For the data below, report only the number of lines containing the string "shape".
Provided entries Start Marker
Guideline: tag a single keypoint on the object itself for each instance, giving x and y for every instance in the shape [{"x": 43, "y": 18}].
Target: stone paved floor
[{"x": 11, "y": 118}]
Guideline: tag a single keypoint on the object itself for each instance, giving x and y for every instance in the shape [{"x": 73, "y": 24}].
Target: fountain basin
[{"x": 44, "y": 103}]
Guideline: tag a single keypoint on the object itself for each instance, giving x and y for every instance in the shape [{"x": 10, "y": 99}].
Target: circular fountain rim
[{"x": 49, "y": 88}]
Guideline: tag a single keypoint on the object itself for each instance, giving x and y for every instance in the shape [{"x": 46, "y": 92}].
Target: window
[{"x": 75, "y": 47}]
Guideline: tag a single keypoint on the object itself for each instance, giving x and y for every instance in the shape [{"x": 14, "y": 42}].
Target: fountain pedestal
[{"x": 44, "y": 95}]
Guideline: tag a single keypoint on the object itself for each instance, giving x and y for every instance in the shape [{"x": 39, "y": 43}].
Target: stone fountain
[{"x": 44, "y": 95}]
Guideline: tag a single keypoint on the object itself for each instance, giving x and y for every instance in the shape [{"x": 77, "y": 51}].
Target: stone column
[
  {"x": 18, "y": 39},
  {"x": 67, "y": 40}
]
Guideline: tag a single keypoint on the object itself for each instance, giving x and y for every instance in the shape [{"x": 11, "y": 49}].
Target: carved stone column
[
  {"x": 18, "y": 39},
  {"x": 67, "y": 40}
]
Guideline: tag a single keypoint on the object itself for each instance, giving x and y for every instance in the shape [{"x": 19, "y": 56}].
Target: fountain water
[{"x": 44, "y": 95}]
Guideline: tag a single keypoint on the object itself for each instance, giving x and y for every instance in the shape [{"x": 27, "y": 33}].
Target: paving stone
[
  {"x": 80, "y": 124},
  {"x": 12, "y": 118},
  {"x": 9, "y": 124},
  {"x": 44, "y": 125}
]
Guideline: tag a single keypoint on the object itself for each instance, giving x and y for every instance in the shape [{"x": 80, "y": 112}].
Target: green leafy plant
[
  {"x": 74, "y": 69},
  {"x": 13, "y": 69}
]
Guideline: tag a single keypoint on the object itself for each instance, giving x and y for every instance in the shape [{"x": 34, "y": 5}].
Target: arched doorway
Provided entries End Marker
**Solved problem**.
12